»»

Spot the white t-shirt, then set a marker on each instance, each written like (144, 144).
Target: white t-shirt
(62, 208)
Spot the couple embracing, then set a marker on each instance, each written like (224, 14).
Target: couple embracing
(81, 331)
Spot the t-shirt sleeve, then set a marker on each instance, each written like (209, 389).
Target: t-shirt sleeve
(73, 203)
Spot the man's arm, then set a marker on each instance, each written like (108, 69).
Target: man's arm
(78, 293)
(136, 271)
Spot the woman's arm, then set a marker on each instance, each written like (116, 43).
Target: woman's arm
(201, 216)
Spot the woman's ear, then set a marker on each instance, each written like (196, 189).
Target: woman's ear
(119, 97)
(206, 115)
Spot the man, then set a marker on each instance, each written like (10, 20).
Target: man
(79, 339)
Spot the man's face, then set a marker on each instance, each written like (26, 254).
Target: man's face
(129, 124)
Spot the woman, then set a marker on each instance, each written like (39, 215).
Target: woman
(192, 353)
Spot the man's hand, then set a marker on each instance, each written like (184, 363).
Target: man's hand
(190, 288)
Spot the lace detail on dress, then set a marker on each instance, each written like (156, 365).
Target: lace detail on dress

««

▶ [WHAT YOU ARE ASKED TO DO]: Would you print the line containing "Spot the man's arm, then" and every line after it up to the end of the listing above, exactly, and nothing else?

▶ [REPLY]:
Spot the man's arm, then set a marker on each instance, each written like (108, 69).
Target: man's arm
(78, 293)
(136, 271)
Spot the woman's arm, then set a marker on each instance, each written like (116, 43).
Target: woman's arm
(201, 216)
Spot the woman's ear, then set a marker on each instance, each written like (196, 189).
Target: woman's ear
(119, 97)
(206, 115)
Spot the man, then set a marker on each instance, each written like (10, 20).
Target: man
(79, 339)
Spot the man's face, then set a marker on each instance, each written like (26, 254).
Target: man's face
(129, 124)
Spot the woman, then set a marker on each instance, each written like (39, 215).
Target: woman
(192, 353)
Spot the man's hand, then set a marker on each instance, each written like (184, 363).
Target: man's hand
(190, 288)
Spot the lace detail on dress, then set a marker on each instance, each written like (156, 365).
Target: lace detail on dress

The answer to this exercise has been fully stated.